RECORD LIST
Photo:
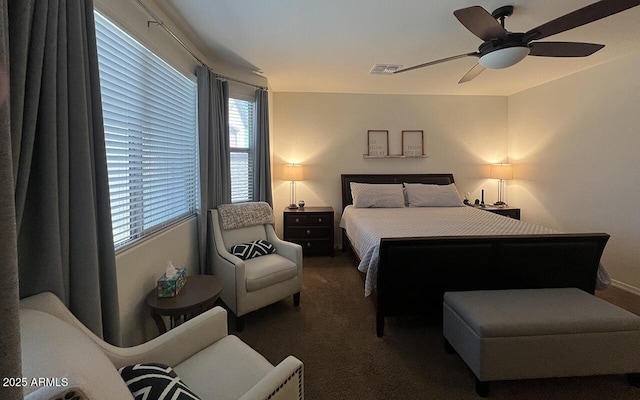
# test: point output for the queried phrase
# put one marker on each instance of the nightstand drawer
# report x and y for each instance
(307, 232)
(311, 228)
(313, 219)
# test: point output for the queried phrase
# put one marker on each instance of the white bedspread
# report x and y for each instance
(366, 226)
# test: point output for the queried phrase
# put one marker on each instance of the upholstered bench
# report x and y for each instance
(540, 333)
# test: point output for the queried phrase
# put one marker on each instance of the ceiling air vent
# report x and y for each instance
(384, 69)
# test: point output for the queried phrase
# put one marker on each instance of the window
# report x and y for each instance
(150, 133)
(241, 131)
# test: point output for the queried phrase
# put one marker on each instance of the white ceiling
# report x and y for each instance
(330, 45)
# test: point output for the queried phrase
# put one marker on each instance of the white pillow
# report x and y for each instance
(421, 195)
(377, 195)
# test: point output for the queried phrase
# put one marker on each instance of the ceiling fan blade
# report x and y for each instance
(473, 72)
(563, 49)
(437, 62)
(582, 16)
(482, 24)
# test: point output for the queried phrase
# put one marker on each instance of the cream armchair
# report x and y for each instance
(213, 364)
(258, 282)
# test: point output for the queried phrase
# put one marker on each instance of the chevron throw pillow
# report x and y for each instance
(257, 248)
(155, 381)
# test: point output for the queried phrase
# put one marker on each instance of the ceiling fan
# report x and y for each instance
(502, 49)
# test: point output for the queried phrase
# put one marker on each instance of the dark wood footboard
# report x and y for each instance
(414, 273)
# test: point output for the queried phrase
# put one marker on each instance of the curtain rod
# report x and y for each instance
(160, 23)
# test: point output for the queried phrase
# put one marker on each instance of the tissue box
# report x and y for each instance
(171, 287)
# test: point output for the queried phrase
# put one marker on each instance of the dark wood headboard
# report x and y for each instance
(346, 179)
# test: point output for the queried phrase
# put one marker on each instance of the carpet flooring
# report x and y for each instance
(333, 333)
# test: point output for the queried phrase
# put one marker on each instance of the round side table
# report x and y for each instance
(197, 296)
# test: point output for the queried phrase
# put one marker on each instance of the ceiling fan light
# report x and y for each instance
(503, 58)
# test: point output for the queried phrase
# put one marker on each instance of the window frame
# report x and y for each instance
(179, 196)
(250, 150)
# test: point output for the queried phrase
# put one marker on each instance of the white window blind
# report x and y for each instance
(241, 128)
(149, 113)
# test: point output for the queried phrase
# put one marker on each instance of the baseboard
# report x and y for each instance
(625, 287)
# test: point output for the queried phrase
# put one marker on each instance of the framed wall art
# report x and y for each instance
(378, 143)
(413, 143)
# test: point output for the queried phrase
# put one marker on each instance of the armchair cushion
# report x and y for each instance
(53, 348)
(255, 248)
(155, 381)
(237, 369)
(268, 270)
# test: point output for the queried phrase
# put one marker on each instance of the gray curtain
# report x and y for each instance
(10, 360)
(262, 163)
(63, 215)
(215, 166)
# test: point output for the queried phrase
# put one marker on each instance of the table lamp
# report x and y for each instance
(293, 173)
(502, 172)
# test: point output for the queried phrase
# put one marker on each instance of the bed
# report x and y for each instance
(411, 256)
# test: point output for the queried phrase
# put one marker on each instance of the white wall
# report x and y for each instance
(327, 133)
(575, 143)
(139, 267)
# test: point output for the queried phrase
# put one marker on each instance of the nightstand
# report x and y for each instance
(506, 211)
(310, 227)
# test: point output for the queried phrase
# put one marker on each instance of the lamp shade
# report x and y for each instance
(501, 171)
(293, 173)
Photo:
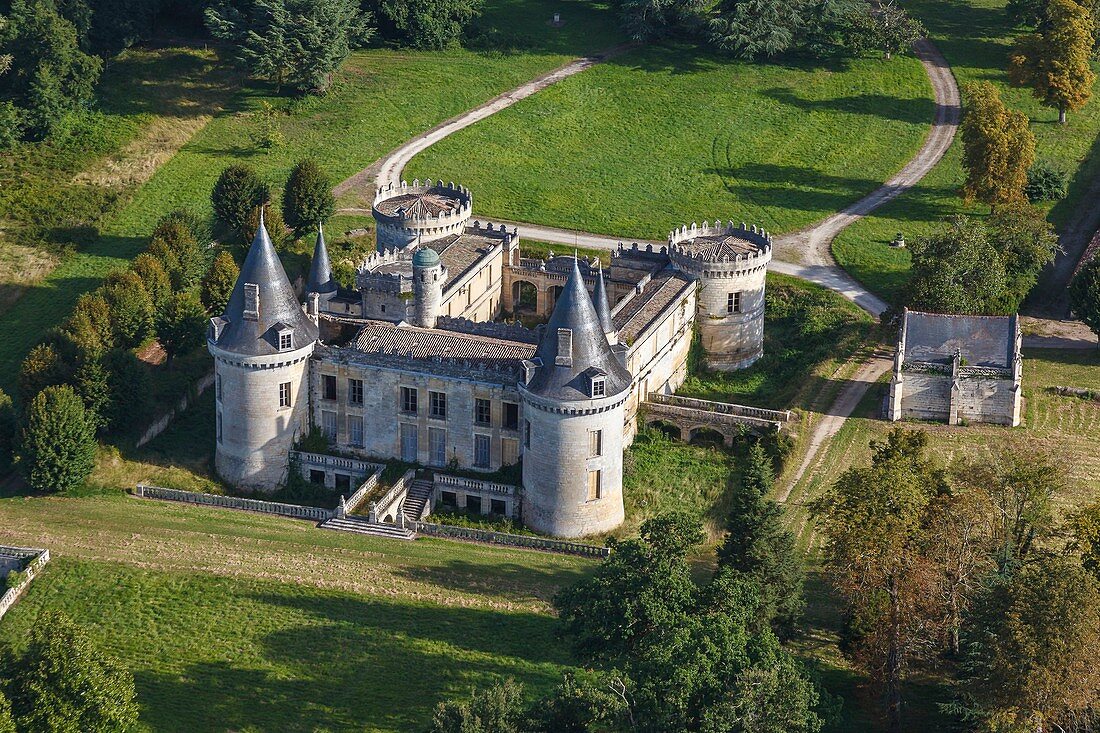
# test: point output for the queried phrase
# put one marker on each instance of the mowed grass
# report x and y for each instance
(231, 620)
(380, 99)
(976, 37)
(673, 133)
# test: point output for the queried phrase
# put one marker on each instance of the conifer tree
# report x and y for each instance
(58, 445)
(1055, 62)
(998, 149)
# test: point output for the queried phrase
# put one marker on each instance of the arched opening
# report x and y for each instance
(525, 296)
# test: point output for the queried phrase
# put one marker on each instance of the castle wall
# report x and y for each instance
(253, 431)
(557, 467)
(383, 417)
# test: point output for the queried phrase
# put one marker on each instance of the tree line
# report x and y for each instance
(84, 380)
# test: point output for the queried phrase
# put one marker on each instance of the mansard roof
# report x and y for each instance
(320, 269)
(980, 340)
(255, 332)
(561, 375)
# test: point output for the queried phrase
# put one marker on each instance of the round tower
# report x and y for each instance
(428, 279)
(574, 398)
(730, 264)
(416, 212)
(261, 346)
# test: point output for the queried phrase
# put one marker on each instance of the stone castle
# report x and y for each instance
(416, 364)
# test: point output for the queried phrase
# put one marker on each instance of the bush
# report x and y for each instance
(58, 447)
(307, 199)
(1046, 183)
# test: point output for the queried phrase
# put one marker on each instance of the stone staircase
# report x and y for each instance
(417, 498)
(363, 526)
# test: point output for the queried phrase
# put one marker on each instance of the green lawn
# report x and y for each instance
(671, 133)
(380, 99)
(976, 36)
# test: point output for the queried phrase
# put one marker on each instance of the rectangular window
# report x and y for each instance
(734, 303)
(437, 446)
(509, 451)
(595, 442)
(355, 429)
(329, 424)
(483, 412)
(510, 415)
(481, 450)
(594, 485)
(408, 401)
(410, 449)
(437, 405)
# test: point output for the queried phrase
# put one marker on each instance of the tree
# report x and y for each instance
(959, 271)
(1031, 645)
(1054, 62)
(154, 277)
(760, 546)
(218, 283)
(1085, 294)
(9, 428)
(297, 43)
(757, 29)
(48, 75)
(307, 198)
(998, 149)
(182, 326)
(873, 521)
(427, 23)
(131, 307)
(65, 684)
(238, 192)
(883, 26)
(58, 446)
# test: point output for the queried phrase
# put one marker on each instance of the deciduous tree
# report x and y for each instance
(58, 447)
(998, 149)
(1054, 62)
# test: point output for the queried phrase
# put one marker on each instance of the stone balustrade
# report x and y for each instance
(37, 558)
(471, 534)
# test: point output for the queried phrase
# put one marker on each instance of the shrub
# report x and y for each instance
(238, 192)
(307, 199)
(1046, 183)
(58, 447)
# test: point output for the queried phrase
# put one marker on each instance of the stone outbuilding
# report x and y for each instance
(957, 369)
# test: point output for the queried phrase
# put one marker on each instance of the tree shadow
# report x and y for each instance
(912, 111)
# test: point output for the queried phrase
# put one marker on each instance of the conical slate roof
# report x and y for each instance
(320, 269)
(567, 378)
(603, 306)
(255, 332)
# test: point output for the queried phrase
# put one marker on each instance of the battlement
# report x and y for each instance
(721, 243)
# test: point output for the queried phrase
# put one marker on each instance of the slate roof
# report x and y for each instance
(278, 305)
(590, 349)
(982, 340)
(320, 269)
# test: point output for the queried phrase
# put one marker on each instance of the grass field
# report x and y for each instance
(380, 99)
(671, 133)
(975, 36)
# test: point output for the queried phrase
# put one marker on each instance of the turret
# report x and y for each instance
(320, 281)
(428, 279)
(573, 408)
(261, 346)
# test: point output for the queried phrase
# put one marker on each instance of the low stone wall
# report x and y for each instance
(37, 560)
(314, 513)
(491, 537)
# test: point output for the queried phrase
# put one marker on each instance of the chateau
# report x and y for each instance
(417, 363)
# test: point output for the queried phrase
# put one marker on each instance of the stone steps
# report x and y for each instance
(362, 526)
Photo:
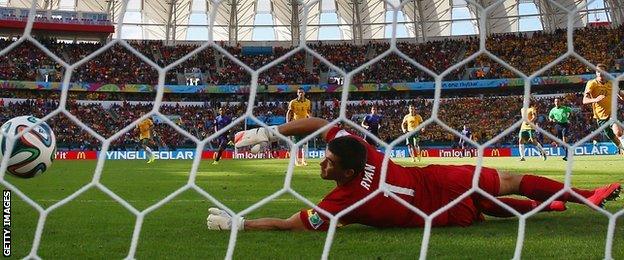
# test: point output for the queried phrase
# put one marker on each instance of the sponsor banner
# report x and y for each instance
(318, 88)
(76, 155)
(402, 152)
(587, 149)
(397, 152)
(280, 154)
(142, 155)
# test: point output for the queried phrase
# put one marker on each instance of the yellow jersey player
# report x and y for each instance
(527, 133)
(146, 128)
(299, 108)
(598, 93)
(410, 122)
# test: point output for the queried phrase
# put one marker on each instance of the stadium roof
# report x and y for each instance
(353, 20)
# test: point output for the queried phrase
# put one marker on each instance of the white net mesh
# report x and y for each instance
(191, 185)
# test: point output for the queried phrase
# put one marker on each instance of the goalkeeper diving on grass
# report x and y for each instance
(355, 166)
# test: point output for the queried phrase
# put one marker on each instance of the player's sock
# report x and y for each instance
(219, 155)
(523, 206)
(541, 189)
(149, 154)
(539, 147)
(621, 138)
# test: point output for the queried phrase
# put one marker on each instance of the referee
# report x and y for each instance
(560, 115)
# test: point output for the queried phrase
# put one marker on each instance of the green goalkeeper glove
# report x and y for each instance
(255, 136)
(221, 220)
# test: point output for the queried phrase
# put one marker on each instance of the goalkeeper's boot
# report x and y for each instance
(254, 136)
(557, 206)
(606, 193)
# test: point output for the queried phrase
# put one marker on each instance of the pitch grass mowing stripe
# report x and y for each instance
(93, 227)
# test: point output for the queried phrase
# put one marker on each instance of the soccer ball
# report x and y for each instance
(33, 152)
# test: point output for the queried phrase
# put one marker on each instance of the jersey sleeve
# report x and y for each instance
(336, 132)
(333, 203)
(589, 87)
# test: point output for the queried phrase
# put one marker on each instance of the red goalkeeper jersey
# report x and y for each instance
(428, 189)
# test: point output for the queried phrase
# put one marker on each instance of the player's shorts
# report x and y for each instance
(608, 131)
(223, 140)
(145, 140)
(442, 184)
(370, 140)
(298, 138)
(527, 134)
(562, 129)
(413, 140)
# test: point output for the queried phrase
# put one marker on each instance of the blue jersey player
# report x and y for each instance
(372, 122)
(220, 122)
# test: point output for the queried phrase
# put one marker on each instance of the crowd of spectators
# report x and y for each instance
(527, 52)
(487, 117)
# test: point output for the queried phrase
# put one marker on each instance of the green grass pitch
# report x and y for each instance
(95, 226)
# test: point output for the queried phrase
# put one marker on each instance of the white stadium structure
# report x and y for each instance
(355, 21)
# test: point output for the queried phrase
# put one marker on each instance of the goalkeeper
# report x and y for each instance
(355, 166)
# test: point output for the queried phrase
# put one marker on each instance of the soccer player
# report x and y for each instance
(146, 133)
(462, 143)
(560, 115)
(299, 108)
(527, 133)
(372, 122)
(355, 167)
(598, 94)
(220, 122)
(410, 122)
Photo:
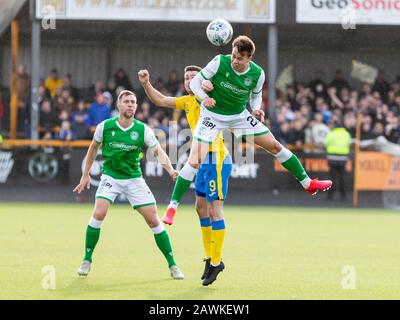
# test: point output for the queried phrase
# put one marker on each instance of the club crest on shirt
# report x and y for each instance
(134, 135)
(248, 81)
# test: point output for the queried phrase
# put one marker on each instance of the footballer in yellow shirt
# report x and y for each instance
(211, 180)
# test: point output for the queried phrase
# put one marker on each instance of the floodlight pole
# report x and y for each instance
(35, 73)
(272, 68)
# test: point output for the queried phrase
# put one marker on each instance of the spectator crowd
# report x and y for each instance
(304, 113)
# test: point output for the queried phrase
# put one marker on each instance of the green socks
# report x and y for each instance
(92, 236)
(164, 244)
(295, 167)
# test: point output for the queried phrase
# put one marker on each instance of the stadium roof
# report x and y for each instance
(8, 11)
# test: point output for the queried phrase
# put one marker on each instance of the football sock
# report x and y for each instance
(217, 241)
(292, 163)
(206, 231)
(164, 244)
(182, 184)
(92, 237)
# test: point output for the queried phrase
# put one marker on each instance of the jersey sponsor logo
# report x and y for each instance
(106, 184)
(207, 123)
(43, 167)
(234, 89)
(202, 131)
(134, 135)
(248, 81)
(121, 146)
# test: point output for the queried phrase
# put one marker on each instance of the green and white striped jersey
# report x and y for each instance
(121, 147)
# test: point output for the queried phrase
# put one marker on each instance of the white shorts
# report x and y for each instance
(136, 191)
(243, 124)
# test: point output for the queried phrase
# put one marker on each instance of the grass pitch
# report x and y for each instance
(270, 253)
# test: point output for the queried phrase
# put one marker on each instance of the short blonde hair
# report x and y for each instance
(244, 44)
(124, 93)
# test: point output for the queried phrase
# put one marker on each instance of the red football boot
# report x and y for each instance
(317, 185)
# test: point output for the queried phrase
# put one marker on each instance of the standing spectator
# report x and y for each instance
(80, 129)
(94, 90)
(298, 133)
(99, 111)
(382, 86)
(65, 132)
(392, 129)
(68, 86)
(122, 80)
(317, 85)
(82, 110)
(173, 82)
(319, 130)
(65, 102)
(338, 143)
(53, 82)
(47, 119)
(339, 81)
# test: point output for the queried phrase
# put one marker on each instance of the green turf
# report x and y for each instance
(270, 253)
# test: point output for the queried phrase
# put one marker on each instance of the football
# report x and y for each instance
(219, 32)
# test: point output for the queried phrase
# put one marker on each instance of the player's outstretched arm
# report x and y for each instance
(163, 158)
(90, 156)
(154, 95)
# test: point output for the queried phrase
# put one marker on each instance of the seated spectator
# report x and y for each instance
(109, 99)
(63, 116)
(80, 129)
(349, 122)
(94, 90)
(23, 86)
(339, 81)
(47, 119)
(319, 130)
(65, 102)
(53, 82)
(378, 130)
(382, 86)
(392, 129)
(284, 134)
(366, 128)
(65, 132)
(298, 136)
(99, 111)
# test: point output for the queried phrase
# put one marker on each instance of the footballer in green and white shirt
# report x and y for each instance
(233, 81)
(123, 139)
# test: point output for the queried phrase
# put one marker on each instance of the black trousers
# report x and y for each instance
(336, 173)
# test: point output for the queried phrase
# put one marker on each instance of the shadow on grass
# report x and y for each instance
(86, 286)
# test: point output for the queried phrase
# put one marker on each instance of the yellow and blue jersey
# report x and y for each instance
(212, 178)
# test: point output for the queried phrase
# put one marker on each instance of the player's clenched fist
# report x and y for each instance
(144, 76)
(207, 86)
(85, 182)
(259, 114)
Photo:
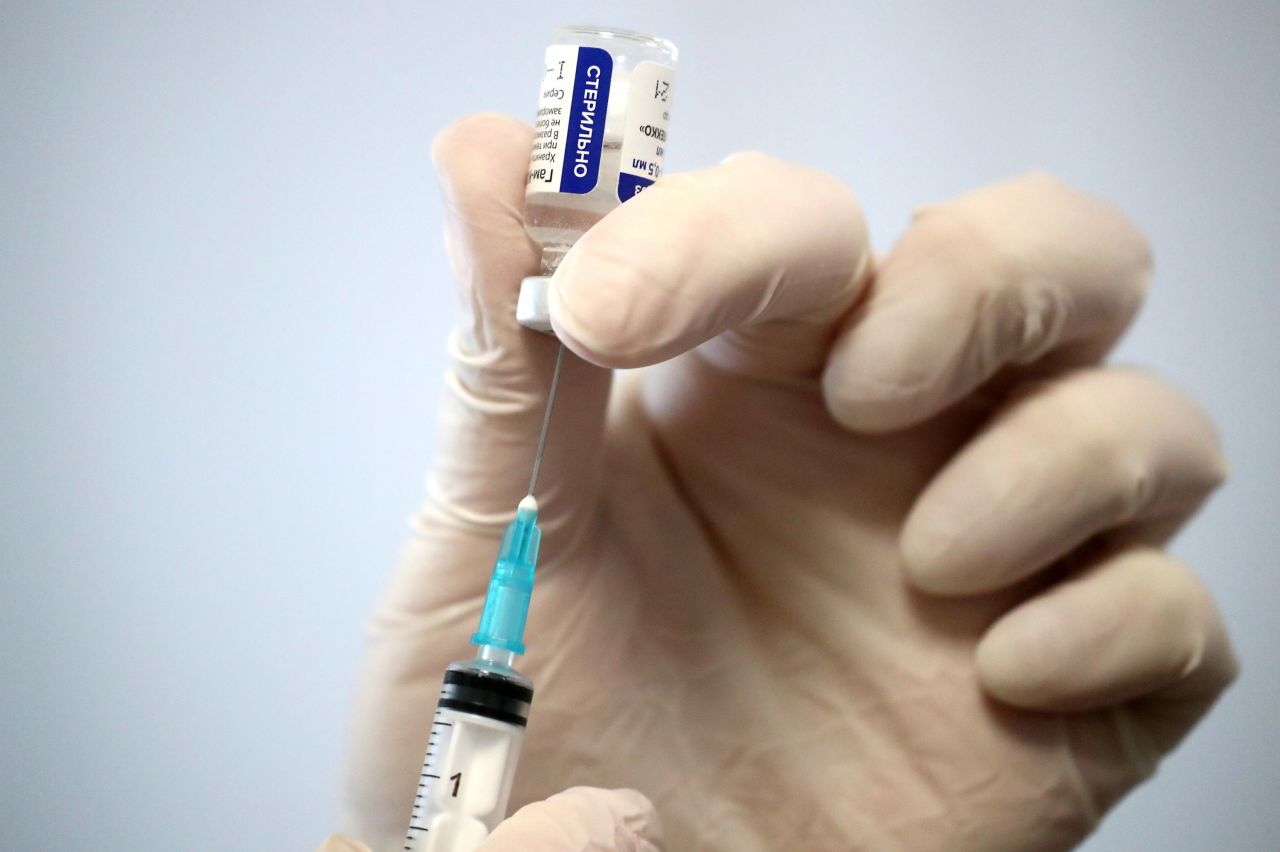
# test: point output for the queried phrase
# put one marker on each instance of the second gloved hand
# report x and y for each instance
(863, 557)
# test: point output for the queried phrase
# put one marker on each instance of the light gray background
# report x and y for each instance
(224, 302)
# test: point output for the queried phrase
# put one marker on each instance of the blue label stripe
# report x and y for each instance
(585, 138)
(631, 184)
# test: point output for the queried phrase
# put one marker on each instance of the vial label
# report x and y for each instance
(644, 136)
(568, 134)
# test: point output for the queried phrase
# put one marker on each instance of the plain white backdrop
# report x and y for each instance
(224, 299)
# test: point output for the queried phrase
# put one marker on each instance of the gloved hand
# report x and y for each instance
(581, 818)
(868, 555)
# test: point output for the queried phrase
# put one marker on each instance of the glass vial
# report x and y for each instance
(599, 140)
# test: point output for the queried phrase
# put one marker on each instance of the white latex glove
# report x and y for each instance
(577, 820)
(868, 555)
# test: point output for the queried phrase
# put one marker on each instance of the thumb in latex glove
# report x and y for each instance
(576, 820)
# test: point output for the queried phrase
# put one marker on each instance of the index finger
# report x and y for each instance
(768, 250)
(1023, 271)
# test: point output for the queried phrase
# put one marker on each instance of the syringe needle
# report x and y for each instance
(547, 418)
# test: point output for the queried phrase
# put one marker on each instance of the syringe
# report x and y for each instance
(480, 717)
(599, 140)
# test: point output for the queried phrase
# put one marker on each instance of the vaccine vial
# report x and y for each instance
(599, 140)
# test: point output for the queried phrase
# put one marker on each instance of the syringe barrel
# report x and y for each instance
(599, 138)
(471, 757)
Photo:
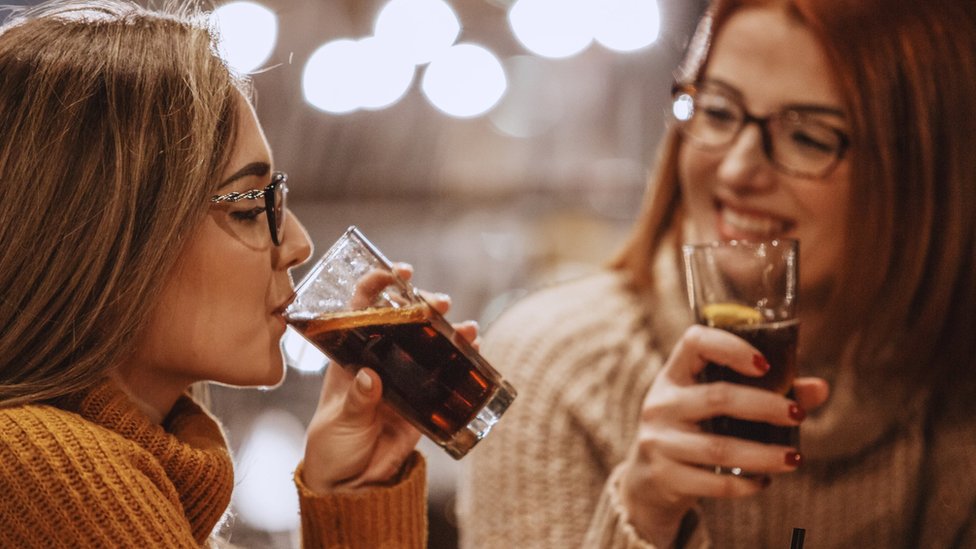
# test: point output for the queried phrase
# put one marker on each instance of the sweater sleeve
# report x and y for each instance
(66, 483)
(610, 528)
(380, 517)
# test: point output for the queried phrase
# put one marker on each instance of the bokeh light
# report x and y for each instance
(247, 34)
(552, 28)
(421, 29)
(330, 75)
(465, 81)
(626, 25)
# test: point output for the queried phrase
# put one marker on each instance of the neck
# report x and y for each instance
(153, 397)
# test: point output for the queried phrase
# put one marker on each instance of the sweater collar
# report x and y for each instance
(189, 445)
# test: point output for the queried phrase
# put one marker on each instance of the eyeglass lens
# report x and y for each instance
(796, 142)
(276, 206)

TASK INSTRUCTIONS
Count the lines above that contain the word "dark". Answer with the number alone.

EXERCISE RESULT
2